__Instruction A__. Translate this sentence from the text on pension regulation into Spanish: "It is hard to see how there can be much compromise when two sides use the same words to mean different things."

__Text block__.
┌──

The PPF will be able to support open schemes as well as closed ones. This would reduce the pressure on open schemes to close. The PPF should become a real safety net enabling companies to take a long view of their open schemes, thereby saving them having to make provision for short run market volatility as risk, reducing the cost of pensions. A consequence of this will be greater confidence in DB schemes many fewer scheme closures.

April 05, 2018

Call for rethink on regulations based on the USS dispute

This letter by two senior pensions professionals, Frank Curtiss and Tim Wilkinson, published recently in the Financial Time sets out with absolute clarity how it is badly thought out regulation that is harming pensions.

They say, “actuarial and accounting standards, bolstered by several pensions acts, have become alarmingly divorced from the economic reality of running a defined benefit scheme.”

They suggest that the employers’ body, the UUK, and the members’ union, the UCU, combine forces and effect “a shift in the regulatory balance back towards a sensible view of real-world pension costs” and call for “A sustained large-scale academic assault on decades of regulators’ mistaken focus on point-in-time market values and inappropriate discount rates”

curtiss and wilkinson

March 24, 2018

Why the UCU should not leave the USS valuation to the proposed panel of selected experts

I have serious concerns about the latest proposal agreed between the UCU and UUK to set up an expert panel and agree to whatever they come up with. The panel is to be made up of both actuaries and academics with an ‘independent’ chair.

The UCU general secretary Sally Hunt has written to members recommending it but I find her approach worrying. She is approaching the issue of the pension scheme valuation as if it is a wage negotiation where two sides present their positions and there is a compromise; it is simply a matter of more or less money. This way of looking at the issue is worrying since it concedes too much and ignores the main point.

The issue is about the methodology that is being applied. It is also about language. It is hard to see how there can be much compromise when two sides use the same words to mean different things.

The fact is that the scheme is – literally – not in deficit. It is in large cash surplus year after year. That is a matter of plain fact. There can be no argument about it. It is not putting an optimistic gloss on assumptions or theories about the future. It is to merely to use the words to describe the state of the scheme in their ordinary meaning. Deficit: “The total amount by which money spent is more than money received”.

By contrast the employers use the word ‘deficit’ as a technical term which belongs to a particular theoretical approach. It measures the difference between capitalised values of assets and projected benefits calculated on very strong assumptions.

We should insist that the starting point of the discussions is that the scheme is in surplus and we should not appoint any experts who do not also start from that position.

The difference between the two sides is one that is familiar in Keynesian economics, between uncertainty and risk, a distinction due originally to Frank Knight. In any decision situation the future is, naturally, unkown. If that lack of knowledge is fundamental to the socio-economic conditions that will prevail and events that will happen that cannot be forecast, then it is a case of radical or Knightian uncertainty. Examples would be the possibility of a war, a recession or market crash.

The other situation, referred to as risk, is where the future can be defined in terms of a phenomenon that is subject to the laws of chance. That would be where probabilities can be defined and calculated on the basis of regular patterns of behaviour that can be observed. Examples might be natural phenomena such as weather events, or the tides. An important application in pensions and insurance is to mortality rates, the unique domain of actuaries. Risk requires well defined probabilities to define the relevant laws of chance. While the future outcome is unkown, it is possible to make precise probability statements about the likelihood of it being in certain ranges.

└──

__Listed records__.

┌──

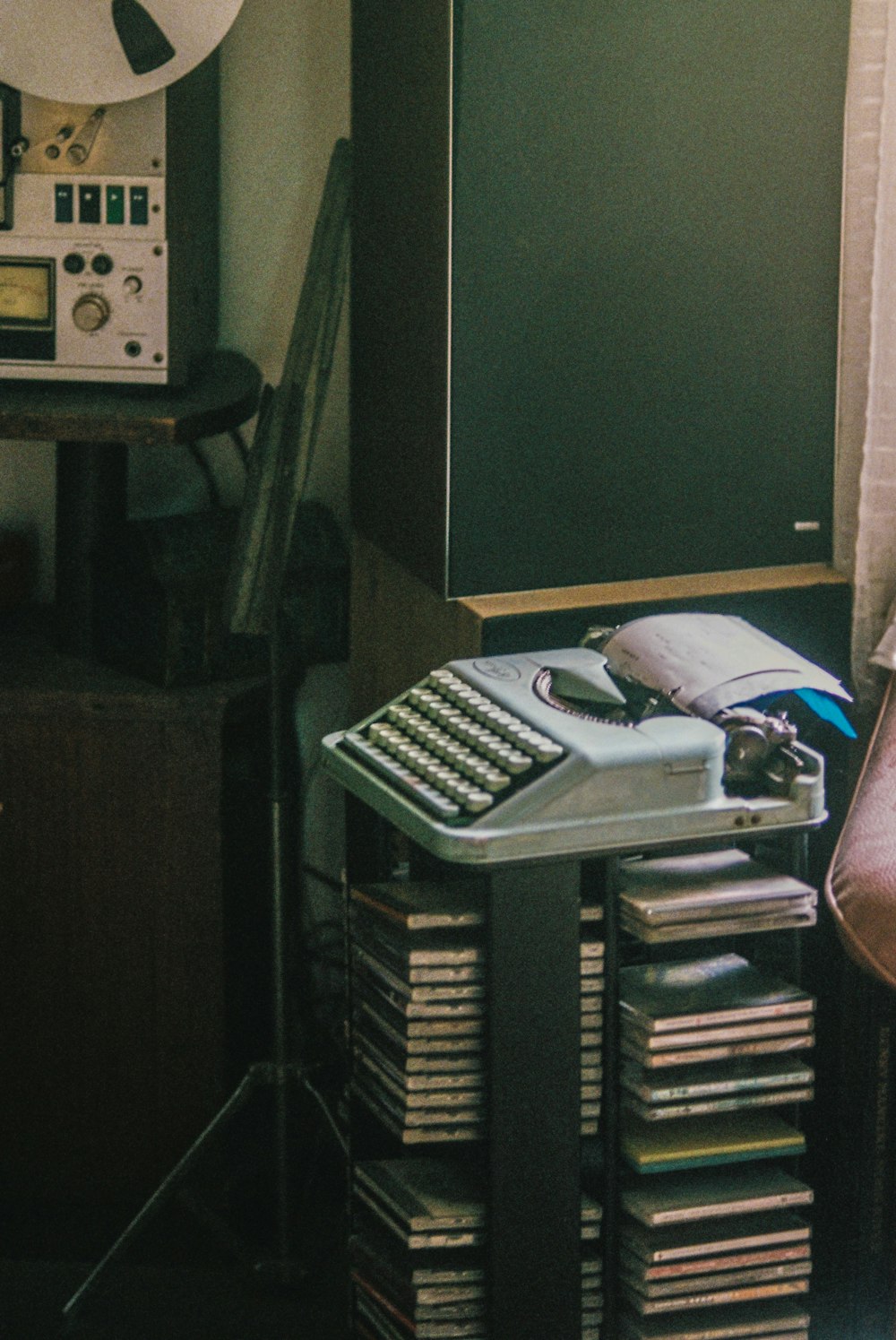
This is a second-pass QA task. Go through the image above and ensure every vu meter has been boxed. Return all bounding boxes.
[0,0,243,385]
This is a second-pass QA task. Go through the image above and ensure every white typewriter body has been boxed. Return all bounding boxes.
[323,647,826,864]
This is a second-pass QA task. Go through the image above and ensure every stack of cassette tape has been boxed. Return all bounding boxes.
[349,1156,603,1340]
[349,880,604,1145]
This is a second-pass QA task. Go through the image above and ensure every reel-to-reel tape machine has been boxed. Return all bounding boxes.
[0,0,243,385]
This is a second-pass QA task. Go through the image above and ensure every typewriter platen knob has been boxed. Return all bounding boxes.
[71,293,110,333]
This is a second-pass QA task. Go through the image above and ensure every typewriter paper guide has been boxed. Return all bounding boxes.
[601,614,850,718]
[323,647,826,864]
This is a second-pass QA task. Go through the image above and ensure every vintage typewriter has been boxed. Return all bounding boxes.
[323,615,848,864]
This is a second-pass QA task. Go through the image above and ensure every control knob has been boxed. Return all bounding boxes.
[71,293,111,333]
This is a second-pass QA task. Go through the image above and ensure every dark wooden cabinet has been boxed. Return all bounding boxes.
[0,624,266,1202]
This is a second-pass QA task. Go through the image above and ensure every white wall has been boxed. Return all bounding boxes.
[0,0,349,601]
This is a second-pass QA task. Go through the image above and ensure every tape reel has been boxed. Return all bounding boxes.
[0,0,243,103]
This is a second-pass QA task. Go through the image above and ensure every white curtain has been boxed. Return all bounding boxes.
[834,0,896,705]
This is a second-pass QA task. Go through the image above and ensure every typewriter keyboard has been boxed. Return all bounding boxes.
[343,669,564,823]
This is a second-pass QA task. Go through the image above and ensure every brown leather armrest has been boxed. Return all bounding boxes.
[825,675,896,988]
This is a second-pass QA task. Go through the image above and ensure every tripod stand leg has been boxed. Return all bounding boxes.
[62,1069,260,1318]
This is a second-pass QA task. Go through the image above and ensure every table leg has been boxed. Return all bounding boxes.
[56,442,127,657]
[487,861,582,1340]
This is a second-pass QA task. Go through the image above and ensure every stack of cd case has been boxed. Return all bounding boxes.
[619,1166,813,1340]
[349,1156,603,1340]
[619,954,815,1121]
[349,880,604,1145]
[619,848,818,943]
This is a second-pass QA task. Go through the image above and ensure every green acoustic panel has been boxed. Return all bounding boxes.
[449,0,849,593]
[351,0,849,596]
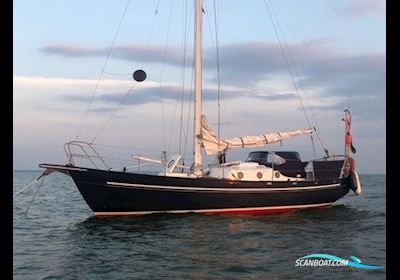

└──

__Instruction B__. Rewrite the records, starting at the first record and ending at the line containing "[71,293,111,333]", both included, and offset every bounding box coordinate in the answers by adding 79. Keep the requests and leave the pictures out.

__Complete answer A__. Es difícil ver cómo puede haber muchas concesiones mutuas cuando las dos partes usan las mismas palabras para referirse a cosas distintas.

__Complete answer B__.
This is a second-pass QA task. Go through the image above and ensure every vu meter has been boxed. Return all bounding boxes.
[79,79,322,464]
This is a second-pass QA task. Go through the image above and ensure every white typewriter body has been boxed. Return all bounding boxes.
[402,726,905,943]
This is a second-pass QA task. Go through the image above and ensure every stack of cassette tape has been boxed. Return all bounding boxes.
[428,1235,682,1419]
[428,959,683,1224]
This is a second-pass QA task. Go through the image above and ensure every reel-to-reel tape machine has been boxed. Return all bounding boxes.
[79,79,322,464]
This is a second-pass QA task. Go through the image above and ensure every typewriter platen knob has been boxed. Return all bounding boxes.
[150,372,189,412]
This is a second-pass QA task. Go through the image above and ensure every typewriter paper guide has been boxed. Return all bounding boxes.
[680,693,929,797]
[402,726,905,943]
This is a second-pass QA task. Go through the image above and ensure every vintage typewriter has been boxed. Return all bounding boxes.
[402,694,927,943]
This is a second-pass QA task. Go through the image above and ensure every control knob has been boxed. Return all bounding boxes.
[150,372,190,412]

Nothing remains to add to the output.